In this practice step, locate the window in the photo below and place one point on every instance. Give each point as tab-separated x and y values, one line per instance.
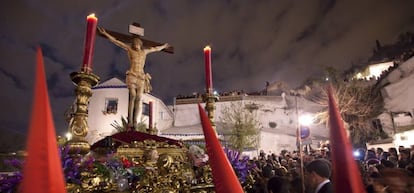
111	106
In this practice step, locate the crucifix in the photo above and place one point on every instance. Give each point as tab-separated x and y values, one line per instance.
138	82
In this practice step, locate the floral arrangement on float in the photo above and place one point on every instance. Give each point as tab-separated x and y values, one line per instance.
108	173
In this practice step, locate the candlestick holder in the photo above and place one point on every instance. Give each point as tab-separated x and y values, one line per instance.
210	99
78	125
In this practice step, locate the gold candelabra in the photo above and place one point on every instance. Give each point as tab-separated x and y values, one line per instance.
78	125
210	99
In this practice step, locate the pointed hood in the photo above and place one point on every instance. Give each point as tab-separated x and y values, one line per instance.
346	175
42	170
224	177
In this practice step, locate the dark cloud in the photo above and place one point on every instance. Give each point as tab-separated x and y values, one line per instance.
252	42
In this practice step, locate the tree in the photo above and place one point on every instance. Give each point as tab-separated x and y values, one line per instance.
242	124
359	104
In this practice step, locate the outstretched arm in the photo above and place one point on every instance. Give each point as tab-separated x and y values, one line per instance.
112	38
157	48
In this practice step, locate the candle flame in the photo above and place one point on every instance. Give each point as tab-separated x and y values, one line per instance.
207	48
92	15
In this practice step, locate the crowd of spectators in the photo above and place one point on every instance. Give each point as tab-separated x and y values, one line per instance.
390	171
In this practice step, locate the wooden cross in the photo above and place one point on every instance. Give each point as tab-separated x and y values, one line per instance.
137	32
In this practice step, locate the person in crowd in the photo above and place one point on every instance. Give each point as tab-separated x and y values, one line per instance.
404	159
317	176
278	184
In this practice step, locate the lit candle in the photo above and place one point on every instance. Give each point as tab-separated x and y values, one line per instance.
150	115
207	61
89	43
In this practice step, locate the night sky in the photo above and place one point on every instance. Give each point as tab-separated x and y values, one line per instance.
252	42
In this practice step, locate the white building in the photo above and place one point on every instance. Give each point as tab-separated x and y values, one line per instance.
277	115
398	93
109	104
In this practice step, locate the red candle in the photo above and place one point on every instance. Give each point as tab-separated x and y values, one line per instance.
150	115
207	61
89	43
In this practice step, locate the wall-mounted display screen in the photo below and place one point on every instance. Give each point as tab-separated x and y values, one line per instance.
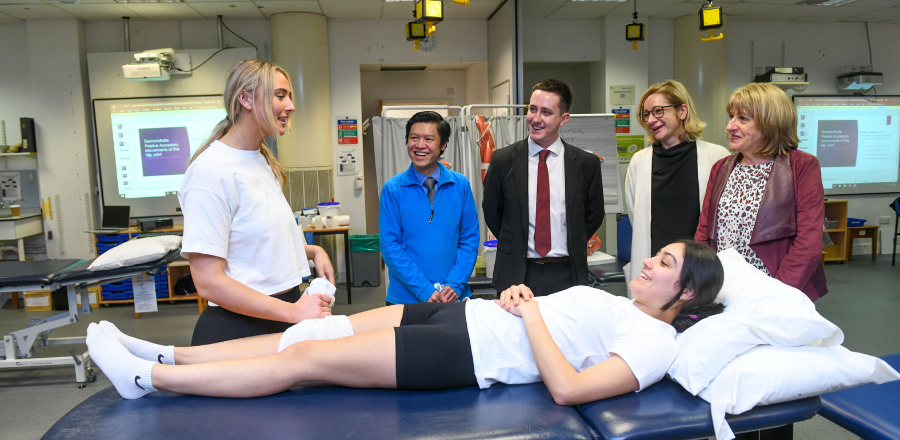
144	146
855	138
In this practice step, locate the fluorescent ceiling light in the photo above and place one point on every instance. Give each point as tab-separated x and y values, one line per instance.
149	1
825	2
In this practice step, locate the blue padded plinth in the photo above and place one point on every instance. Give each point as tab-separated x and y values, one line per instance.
870	411
507	412
666	411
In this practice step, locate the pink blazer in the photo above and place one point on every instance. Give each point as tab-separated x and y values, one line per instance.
787	236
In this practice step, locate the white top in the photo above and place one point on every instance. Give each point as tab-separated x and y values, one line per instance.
587	324
638	183
556	172
234	209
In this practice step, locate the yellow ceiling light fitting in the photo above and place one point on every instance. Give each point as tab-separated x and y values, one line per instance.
415	32
431	11
634	31
710	18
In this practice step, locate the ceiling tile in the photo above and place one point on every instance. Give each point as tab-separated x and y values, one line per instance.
773	2
278	6
584	9
846	11
8	19
228	9
678	11
476	9
400	10
748	9
882	15
786	13
876	3
645	9
235	2
33	11
538	9
351	8
164	11
97	11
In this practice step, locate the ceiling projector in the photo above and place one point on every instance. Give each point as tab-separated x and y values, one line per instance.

Direction: Rewrite all of the records above, changing every "practice step" to "training round" and keeping everything else the same. Leave the pictures out.

Response for this exercise:
In this training round, locate the window in the photo below and place one point on every instance. Give each point as tab-separated x and y values, one line per instance.
111	106
In this training round, locate the crucifix in the photo above and place one point on every instance. Give each point as tab-separated x and y values, one line per instance.
138	82
In this training round, locate the floral arrangement on float in the photo above and place one point on every instance. Give each point as tab-separated x and y values, one line per instance.
108	173
In this training round, locate the candlestick holder in the photo above and place one point on every instance. Give each point as tab-separated x and y values, one line per instance.
210	99
78	125
In this training round, locate the gold candelabra in the photo above and place one point on every instance. Give each point as tab-separated x and y values, one line per instance.
78	125
210	99
In this training round, locate the pointed hood in the photo above and place one point on every instance. Give each point as tab-separated x and y values, one line per instance.
346	175
42	170
224	177
In this training round, locate the dark cloud in the photo above and place one point on every instance. Give each point as tab-separated x and y values, one line per instance.
252	42
In this training round, locate the tree in the photo above and place one point on every instance. Give each point as tab-separated x and y values, one line per instance.
242	124
359	104
In this training round, locate the outstretched arm in the photo above and place one point on every instance. Give each point as tab-separated x and y values, one line per instance.
112	38
157	48
In this training round, locate the candle flame in the photo above and place one point on every instance. Give each point as tab-separated x and y values, one line per instance.
207	48
92	15
In this training round, locate the crowd of spectators in the photo above and place one point on every instance. Give each point as tab-separated x and y values, one line per instance.
390	171
In this training round, locate the wooden cross in the photo above and place one point on every instance. Give each point as tab-separated x and y values, one line per instance.
137	32
In this training round, locate the person in crowd in the photo above and place one point on every instance. Give each point as tab-separated x and y values, one line per instance.
404	159
317	176
278	184
In this training round, locate the lit candle in the photo above and place one point on every instance. Give each point as tab-separated x and y values, one line per instance.
150	115
207	61
89	43
In this training round, locate the night sky in the photo above and place one point on every instance. Give each point as tab-separated x and y values, one line per instance.
252	42
In this training round, locate the white building in the photo above and place one point on every instance. Give each point as tab-separated x and y values, one line per instance.
277	115
398	93
109	104
In this training round, locate the red candle in the photo above and place one point on every instance. Give each point as tab-separated x and y values, one line per instance.
150	115
207	61
89	43
In this training round, locate the wall-mounted display screen in the photo below and place one point on every instance. Give each point as tab-separated x and y values, one line per instance.
144	146
855	138
In this training round, locate the fluorescent ceiling light in the photo above and place one point on every instance. Give each point as tab-separated x and y values, one line per instance.
149	1
825	2
In this training round, locate the blue padded plinth in the photo above and place one point on every instance. Give each point as tab-separated x and y values, one line per instance.
870	411
507	412
666	411
In this training round, locate the pink blazer in the photo above and place one point on every instance. Give each point as tab-separated x and y values, one line per instance.
787	236
In this training round, locate the white top in the photo above and place one point on every instance. Give each point as tab-separated x and y values, one line per instance.
587	324
638	183
556	172
234	209
In this training round, locate the yellow ceiling light fitting in the photo above and place one point on every instance. Give each point as tab-separated x and y values, one line per instance.
415	32
431	11
634	31
710	18
In this training round, locate the ceiling tile in the photo above and place one point on every instance. Give each point as tab-separated x and y values, one line per instance.
773	2
278	6
584	9
846	11
8	19
228	9
678	11
476	9
400	10
748	9
882	15
786	13
876	3
645	9
235	2
33	11
538	9
351	8
164	11
97	11
In this training round, locate the ceiling projector in the photo above and place one point on every instance. Give each point as tab-separated x and y values, one line per instance.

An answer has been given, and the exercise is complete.